**SET TASK 1**
Using the Lewis and Clark text, answer these:
(a) Through which ocean did the Euro-Americans do most of their trading?
(b) Whom did Jefferson choose to explore the west, and what was his position?
(c) What did President Jefferson specifically mention the need for regarding the Natives?
**SET TASK 2**
Please turn the paragraph in the Lewis and Clark text that begins "Lewis and Clark's expedition began" into a short bulleted list that keeps its main facts.
**SET TASK 3**
Carry on the Lewis and Clark text from its final sentence.

**TEXT**

It is no myth that Lewis and Clark traveled from the eastern coast of North America to the west in order to fulfill Thomas Jefferson’s long awaited curiosity of the North American western land (2). It was already well known to the Euro-Americans that there were Natives in the west as well as an entire ocean (Pacific) where they did most of their trading through (2). Why Lewis and Clark entitled their trip a discovery, though there were already Natives in the west is unknown.

Lewis and Clark’s expedition began right after Thomas Jefferson the third president bought land in Louisiana, the Louisiana trade purchase. Jefferson wanted to know what the land in the west was like so he chose his secretary Meriwether Lewis to explore the west. Lewis was allowed to chose one co-captain, William Clark. Along with a group of military corps they traveled from the east coast to the west coast (3).

Throughout their journey both Lewis and Clark keep journals of their observations. Jefferson and the other Euro-Americans already knew there were going to be Native encounters as Lewis and Clark traveled west, “President Jefferson had specifically mentioned the need to make a friendly impression [to the Natives]” (5). The journals of Lewis and Clark consist of the journey itself such as the different problems they ran into with the weather, and conditions of the boats as well as the geography, climate, tribes, and the different types of animals that they seen (2).

**DATASET CONTENT**
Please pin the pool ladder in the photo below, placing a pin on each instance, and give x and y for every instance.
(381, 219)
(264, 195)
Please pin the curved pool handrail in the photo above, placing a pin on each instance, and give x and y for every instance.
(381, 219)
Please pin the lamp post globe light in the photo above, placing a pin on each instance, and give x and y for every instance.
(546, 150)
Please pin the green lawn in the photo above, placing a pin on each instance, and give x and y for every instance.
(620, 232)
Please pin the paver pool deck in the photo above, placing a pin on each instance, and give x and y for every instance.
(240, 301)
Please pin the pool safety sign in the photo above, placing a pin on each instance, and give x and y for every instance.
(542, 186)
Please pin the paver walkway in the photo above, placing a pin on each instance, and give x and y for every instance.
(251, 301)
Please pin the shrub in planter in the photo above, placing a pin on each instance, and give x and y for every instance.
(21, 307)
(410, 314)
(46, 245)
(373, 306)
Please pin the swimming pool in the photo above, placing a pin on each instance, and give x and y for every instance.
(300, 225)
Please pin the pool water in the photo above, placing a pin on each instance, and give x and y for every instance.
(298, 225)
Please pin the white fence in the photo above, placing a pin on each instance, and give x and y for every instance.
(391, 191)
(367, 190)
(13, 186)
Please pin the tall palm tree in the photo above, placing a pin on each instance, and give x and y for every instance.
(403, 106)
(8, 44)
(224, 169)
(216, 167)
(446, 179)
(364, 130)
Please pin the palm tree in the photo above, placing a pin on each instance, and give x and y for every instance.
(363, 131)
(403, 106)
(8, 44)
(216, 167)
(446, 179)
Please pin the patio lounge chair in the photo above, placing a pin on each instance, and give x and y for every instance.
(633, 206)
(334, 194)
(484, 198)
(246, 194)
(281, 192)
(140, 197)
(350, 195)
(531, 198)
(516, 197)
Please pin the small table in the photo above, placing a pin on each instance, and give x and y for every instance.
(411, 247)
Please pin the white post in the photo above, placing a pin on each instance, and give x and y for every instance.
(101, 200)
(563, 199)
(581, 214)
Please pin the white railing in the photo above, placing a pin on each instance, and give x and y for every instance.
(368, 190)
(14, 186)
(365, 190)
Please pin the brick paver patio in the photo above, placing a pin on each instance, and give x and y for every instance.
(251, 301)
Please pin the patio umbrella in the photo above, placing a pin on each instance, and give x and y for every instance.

**EXERCISE RESULT 1**
(a) The Pacific.
(b) Meriwether Lewis, his secretary.
(c) Making a friendly impression on the Natives.

**EXERCISE RESULT 2**
- The expedition began right after Thomas Jefferson, the third president, bought land in Louisiana.
- Jefferson wanted to know what the western land was like.
- He chose his secretary, Meriwether Lewis, to explore the west.
- Lewis was allowed to choose one co-captain, William Clark.
- Along with a group of military corps, they traveled from the east coast to the west coast.

**EXERCISE RESULT 3**
The west wasn’t necessarily discovered by Lewis and Clark since there were already Natives over there but “The Americans, Lewis and Clark, had first explored the broad stretches of its middle waters” (1). To the Euro-Americans the Natives in the west were uncivilized and had no type of order with in the tribes, Lewis and Clark were “About to penetrate a country at least two thousand miles in width, on which the foot of civilized man had never trodden” on (4). The term discovery refers to the first “civilized” man in the west and not necessarily the first people in the west, the Natives.

Author: Jennifer Hoaglund

Bibliography:

(1) Bakeless, John. “Lewis and Clark”. New York. The Domain of Canada. 1947.

(2) “Following the Voyage of Discovery”. Farcountry Press. 2001. 29 October, 2009. http://www.lewisandclark.com/facts/faqs.html

(3) Johnson, Michael L. “Hunger for the Wild Americas Obsession with the Untamed West”. Kansas. The University Press of Kansas, 1992.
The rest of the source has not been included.